## [CONSIGNE A]
D'après l'extrait sur le prix de l'eau, à combien s'élève en moyenne le prix de l'eau par mètre cube en 2018 ?
## [CONSIGNE B]
Recopiez le passage de l'extrait sur le prix de l'eau qui va de « Selon une enquête » jusqu'à « par an 4 ( * ) . », ces deux bornes comprises.
##### EXTRAIT DU TEXTE
La variabilité du prix de l'eau en France entraîne un taux d'effort budgétaire différent selon le lieu de résidence. Le prix de l'eau correspond à la somme du prix moyen de l'eau potable et du prix moyen de l'assainissement collectif. C'est le prix du service (prélèvement, traitement, distribution et entretien des réseaux idoines) qui est facturé à l'usager : il est fixé localement par la collectivité, la commune ou le syndicat d'eau potable ou d'assainissement auquel elle a confié l'organisation du service, le cas échéant en application d'un contrat de délégation de service à une société privée.

La variabilité du prix de l'eau en France

Selon une enquête portant sur 130 communes réalisée par l'association « 60 millions de consommateurs » publiée le 25 mars 2021, le prix de l'eau en France a augmenté de 10,7 % en moyenne depuis dix ans . De 2011 à 2020, la croissance moyenne du prix de l'eau a ainsi dépassé le rythme de l'inflation hors tabac. Le prix moyen du mètre cube d'eau présente des écarts allant du simple au quintuple selon les villes, de 1,45 euro/m 3 à Antibes à 8 euros à Mamoudzou (Mayotte).

En 2018, pour une consommation moyenne par ménage de 120 m, le prix de l'eau s'élève en moyenne à 4,08 € TTC par m 3 (contre 4,03 en 2017). Il se divise à part équivalente entre l'eau potable (2,05 €/m 3 ) et l'assainissement collectif (2,03 €/m 3 ), ce qui représente une facture moyenne de 489,60 € par an 4 ( * ) .

c) Les aides de plus en plus volontaristes des collectivités

Ainsi que l'indique le Conseil d'État dans son rapport sur « l'eau et son droit », pendant longtemps, « le droit d'accès à l'eau [a été réduit] à un droit à l'aide en cas d'impayé et à un encadrement de la coupure d'eau ». La prise en charge des factures d'eau impayées a initialement dépendu des politiques sociales locales, par l'intermédiaire des centres communaux d'action sociale (CCAS). Les mesures curatives, qui interviennent une fois la facture d'eau émise, visent essentiellement l' aide partielle ou la résorption ponctuelle des impayés d'eau des ménages demandeurs . Ces aides ne présentent pas de caractère automatique, elles sont attribuées à la demande des ménages, ce qui explique les taux de non-recours élevés.

Les lois « Brottes » et « Engagement et proximité » ont instauré des dispositifs d'aide préventive, avec notamment la possibilité de la tarification sociale de l'eau , d'abord sous forme d'une expérimentation, élargie en 2019 à l'ensemble des collectivités territoriales qui le souhaitent.
##########
##### DONNÉES FOURNIES
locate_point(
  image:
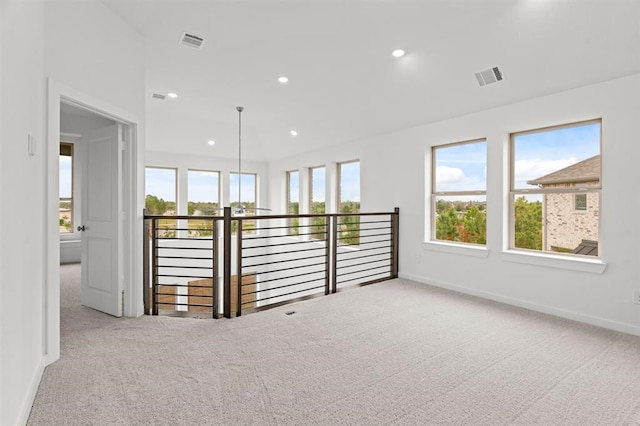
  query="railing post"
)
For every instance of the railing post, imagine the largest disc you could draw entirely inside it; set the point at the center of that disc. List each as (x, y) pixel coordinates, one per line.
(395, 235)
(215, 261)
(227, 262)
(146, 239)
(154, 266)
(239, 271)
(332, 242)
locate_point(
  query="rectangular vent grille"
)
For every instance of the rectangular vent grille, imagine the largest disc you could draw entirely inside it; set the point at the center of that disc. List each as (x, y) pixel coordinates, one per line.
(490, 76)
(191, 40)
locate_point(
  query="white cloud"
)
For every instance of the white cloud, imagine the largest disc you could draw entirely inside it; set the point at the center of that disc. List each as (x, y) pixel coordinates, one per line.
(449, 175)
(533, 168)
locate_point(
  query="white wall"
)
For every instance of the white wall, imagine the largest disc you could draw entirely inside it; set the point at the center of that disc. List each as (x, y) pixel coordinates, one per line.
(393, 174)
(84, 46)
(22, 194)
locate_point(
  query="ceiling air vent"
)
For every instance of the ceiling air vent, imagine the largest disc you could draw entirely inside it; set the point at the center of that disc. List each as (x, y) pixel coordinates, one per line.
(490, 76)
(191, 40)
##########
## [CORRIGÉ A]
4,08 € TTC par m³.

## [CORRIGÉ B]
Selon une enquête portant sur 130 communes réalisée par l'association « 60 millions de consommateurs » publiée le 25 mars 2021, le prix de l'eau en France a augmenté de 10,7 % en moyenne depuis dix ans . De 2011 à 2020, la croissance moyenne du prix de l'eau a ainsi dépassé le rythme de l'inflation hors tabac. Le prix moyen du mètre cube d'eau présente des écarts allant du simple au quintuple selon les villes, de 1,45 euro/m 3 à Antibes à 8 euros à Mamoudzou (Mayotte).

En 2018, pour une consommation moyenne par ménage de 120 m, le prix de l'eau s'élève en moyenne à 4,08 € TTC par m 3 (contre 4,03 en 2017). Il se divise à part équivalente entre l'eau potable (2,05 €/m 3 ) et l'assainissement collectif (2,03 €/m 3 ), ce qui représente une facture moyenne de 489,60 € par an 4 ( * ) .